[Start of Attachment]

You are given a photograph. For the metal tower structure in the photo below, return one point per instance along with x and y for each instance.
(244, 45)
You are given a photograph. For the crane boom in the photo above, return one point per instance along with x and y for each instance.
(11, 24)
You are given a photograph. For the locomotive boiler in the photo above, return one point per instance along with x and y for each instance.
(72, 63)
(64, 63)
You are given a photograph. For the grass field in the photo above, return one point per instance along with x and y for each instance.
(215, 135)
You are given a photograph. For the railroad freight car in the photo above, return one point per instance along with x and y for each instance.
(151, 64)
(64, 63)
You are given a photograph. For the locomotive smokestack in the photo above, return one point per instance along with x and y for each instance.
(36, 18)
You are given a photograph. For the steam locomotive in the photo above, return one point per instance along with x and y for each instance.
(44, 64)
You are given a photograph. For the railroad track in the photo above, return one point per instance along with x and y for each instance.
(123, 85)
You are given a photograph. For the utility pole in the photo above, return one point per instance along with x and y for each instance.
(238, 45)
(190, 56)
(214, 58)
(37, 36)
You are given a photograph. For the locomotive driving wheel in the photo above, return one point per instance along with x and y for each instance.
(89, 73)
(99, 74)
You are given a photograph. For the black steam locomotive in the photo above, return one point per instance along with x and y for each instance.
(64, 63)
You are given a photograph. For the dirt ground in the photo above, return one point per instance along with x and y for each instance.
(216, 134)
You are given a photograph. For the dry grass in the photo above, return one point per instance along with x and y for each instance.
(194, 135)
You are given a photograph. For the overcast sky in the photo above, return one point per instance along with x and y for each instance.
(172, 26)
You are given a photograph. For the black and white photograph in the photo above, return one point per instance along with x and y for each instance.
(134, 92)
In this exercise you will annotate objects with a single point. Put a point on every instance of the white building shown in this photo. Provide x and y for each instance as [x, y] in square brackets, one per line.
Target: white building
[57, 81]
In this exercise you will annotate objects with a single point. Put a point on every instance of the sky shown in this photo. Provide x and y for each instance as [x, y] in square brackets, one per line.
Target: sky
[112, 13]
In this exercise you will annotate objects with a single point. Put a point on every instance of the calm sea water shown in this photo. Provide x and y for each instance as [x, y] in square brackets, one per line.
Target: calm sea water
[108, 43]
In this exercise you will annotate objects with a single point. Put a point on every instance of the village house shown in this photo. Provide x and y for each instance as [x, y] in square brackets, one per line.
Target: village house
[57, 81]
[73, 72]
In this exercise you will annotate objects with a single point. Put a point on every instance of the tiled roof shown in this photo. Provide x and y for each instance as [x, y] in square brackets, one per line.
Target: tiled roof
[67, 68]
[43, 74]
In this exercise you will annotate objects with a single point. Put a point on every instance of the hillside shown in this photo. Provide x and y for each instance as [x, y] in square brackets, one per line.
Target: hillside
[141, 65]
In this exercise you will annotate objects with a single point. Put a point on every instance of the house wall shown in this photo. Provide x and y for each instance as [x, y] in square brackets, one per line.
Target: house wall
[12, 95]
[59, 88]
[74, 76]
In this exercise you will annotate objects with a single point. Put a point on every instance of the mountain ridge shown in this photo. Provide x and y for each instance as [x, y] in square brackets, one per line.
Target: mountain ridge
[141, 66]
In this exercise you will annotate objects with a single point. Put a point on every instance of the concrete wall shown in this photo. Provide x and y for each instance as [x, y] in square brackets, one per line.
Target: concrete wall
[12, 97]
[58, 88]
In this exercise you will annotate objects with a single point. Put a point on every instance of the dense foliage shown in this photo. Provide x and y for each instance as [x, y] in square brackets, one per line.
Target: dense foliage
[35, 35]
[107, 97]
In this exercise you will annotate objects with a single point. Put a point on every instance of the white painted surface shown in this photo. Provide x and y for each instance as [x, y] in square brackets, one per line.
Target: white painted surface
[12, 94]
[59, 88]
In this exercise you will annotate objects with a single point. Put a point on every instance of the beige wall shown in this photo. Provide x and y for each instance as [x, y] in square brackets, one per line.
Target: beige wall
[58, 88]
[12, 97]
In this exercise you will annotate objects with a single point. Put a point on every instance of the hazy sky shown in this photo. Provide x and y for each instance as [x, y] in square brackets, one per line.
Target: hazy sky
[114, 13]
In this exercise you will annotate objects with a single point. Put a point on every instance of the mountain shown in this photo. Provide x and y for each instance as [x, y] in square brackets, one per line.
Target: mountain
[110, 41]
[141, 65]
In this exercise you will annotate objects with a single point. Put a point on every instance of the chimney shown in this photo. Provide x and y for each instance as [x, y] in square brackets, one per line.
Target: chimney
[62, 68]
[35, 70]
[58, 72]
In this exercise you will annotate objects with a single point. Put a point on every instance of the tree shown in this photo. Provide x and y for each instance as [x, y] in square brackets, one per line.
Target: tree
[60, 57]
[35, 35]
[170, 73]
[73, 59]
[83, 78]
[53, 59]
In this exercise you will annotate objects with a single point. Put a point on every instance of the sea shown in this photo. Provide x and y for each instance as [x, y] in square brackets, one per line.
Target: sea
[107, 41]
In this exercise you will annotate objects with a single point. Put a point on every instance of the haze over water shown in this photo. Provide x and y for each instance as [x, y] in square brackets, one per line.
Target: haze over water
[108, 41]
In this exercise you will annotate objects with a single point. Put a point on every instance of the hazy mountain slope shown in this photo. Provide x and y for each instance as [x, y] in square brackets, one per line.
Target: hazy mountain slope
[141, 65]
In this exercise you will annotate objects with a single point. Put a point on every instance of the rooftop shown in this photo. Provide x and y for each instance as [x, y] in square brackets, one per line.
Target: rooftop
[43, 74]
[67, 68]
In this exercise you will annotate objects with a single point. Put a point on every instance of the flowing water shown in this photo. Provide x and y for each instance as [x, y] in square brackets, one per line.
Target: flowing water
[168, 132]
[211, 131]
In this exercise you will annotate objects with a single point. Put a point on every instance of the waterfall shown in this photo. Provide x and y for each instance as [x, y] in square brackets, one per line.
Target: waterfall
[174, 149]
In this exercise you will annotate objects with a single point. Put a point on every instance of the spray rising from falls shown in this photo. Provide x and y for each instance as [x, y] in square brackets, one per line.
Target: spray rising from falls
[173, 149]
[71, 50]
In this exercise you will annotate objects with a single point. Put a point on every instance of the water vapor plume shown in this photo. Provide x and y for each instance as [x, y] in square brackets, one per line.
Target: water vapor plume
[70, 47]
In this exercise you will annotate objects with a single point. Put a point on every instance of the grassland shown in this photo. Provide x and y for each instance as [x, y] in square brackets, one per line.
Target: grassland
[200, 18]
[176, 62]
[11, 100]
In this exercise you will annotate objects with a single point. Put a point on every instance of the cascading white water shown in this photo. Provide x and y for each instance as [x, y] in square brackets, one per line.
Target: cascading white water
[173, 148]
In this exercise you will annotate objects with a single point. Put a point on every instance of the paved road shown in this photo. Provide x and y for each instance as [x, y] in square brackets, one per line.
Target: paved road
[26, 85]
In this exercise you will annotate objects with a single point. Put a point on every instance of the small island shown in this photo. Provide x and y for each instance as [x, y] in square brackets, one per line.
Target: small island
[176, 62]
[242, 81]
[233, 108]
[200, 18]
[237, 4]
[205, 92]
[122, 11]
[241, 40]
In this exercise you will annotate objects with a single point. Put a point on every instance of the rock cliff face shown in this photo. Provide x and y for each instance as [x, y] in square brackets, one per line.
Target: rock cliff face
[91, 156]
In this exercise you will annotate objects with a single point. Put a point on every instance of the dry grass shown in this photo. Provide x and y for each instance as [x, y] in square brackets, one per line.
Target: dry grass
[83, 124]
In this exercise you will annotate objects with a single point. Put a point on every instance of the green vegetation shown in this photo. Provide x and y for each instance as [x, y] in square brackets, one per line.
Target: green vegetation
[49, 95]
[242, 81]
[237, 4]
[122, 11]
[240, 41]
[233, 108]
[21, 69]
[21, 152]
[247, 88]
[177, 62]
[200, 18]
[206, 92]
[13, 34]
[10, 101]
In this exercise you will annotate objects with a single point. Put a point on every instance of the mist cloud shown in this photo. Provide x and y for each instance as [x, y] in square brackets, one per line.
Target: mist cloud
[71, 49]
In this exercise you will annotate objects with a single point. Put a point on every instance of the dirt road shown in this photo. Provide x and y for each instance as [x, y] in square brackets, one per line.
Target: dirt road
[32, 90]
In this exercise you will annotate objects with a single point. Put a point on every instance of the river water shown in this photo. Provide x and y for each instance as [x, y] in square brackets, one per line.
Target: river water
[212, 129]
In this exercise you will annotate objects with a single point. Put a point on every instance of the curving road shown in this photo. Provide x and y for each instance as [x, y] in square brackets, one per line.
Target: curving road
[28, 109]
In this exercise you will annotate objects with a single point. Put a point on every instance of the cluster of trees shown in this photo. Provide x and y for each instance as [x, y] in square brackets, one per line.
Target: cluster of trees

[End of Attachment]

Assignment:
If a line in the records contains the word "cluster", copy it.

Expected answer:
In this exercise you will annotate objects with a single point. Put a point on every instance of the cluster of trees shown in this photo. Provide x and y for each instance as [x, y] in square brackets, one per line.
Target: cluster of trees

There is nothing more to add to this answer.